Data lines |
———

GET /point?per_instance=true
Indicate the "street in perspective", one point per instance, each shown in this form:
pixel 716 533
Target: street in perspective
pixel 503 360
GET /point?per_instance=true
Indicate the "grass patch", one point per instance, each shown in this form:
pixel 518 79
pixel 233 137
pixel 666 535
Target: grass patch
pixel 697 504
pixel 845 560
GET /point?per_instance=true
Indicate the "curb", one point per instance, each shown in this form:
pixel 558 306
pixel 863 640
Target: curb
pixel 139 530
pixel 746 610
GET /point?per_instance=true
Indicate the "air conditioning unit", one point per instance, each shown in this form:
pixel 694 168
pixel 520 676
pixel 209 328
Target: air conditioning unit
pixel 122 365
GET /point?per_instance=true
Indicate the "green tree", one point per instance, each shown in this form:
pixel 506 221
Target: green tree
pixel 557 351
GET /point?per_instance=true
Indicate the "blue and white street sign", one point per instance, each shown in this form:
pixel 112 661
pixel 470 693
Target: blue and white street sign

———

Using the data above, repeat every line exactly.

Task solution |
GET /point?per_instance=true
Indicate the "street in perspective", one point per instance, each shown in this form:
pixel 716 533
Target: street in perspective
pixel 503 360
GET /point?per_instance=true
Indicate the "grass patch", one point per instance, each shown in this form:
pixel 518 79
pixel 233 137
pixel 666 535
Target: grass patch
pixel 697 504
pixel 845 560
GET /point?per_instance=true
Indicate the "curb", one point per instance, each shown in this form:
pixel 558 306
pixel 863 640
Target: curb
pixel 139 530
pixel 746 610
GET /point?per_instance=true
Indicate the "air conditioning unit", one point per instance, each shown in this form:
pixel 694 168
pixel 520 676
pixel 209 328
Target: air conditioning unit
pixel 122 365
GET /point?per_instance=true
Indicate the "green tree", one point per instance, each shown in this form:
pixel 506 221
Target: green tree
pixel 557 351
GET /point?per_instance=true
Indicate the "blue and white street sign", one point per instance, each shown in this form:
pixel 112 661
pixel 470 693
Target: blue and white street sign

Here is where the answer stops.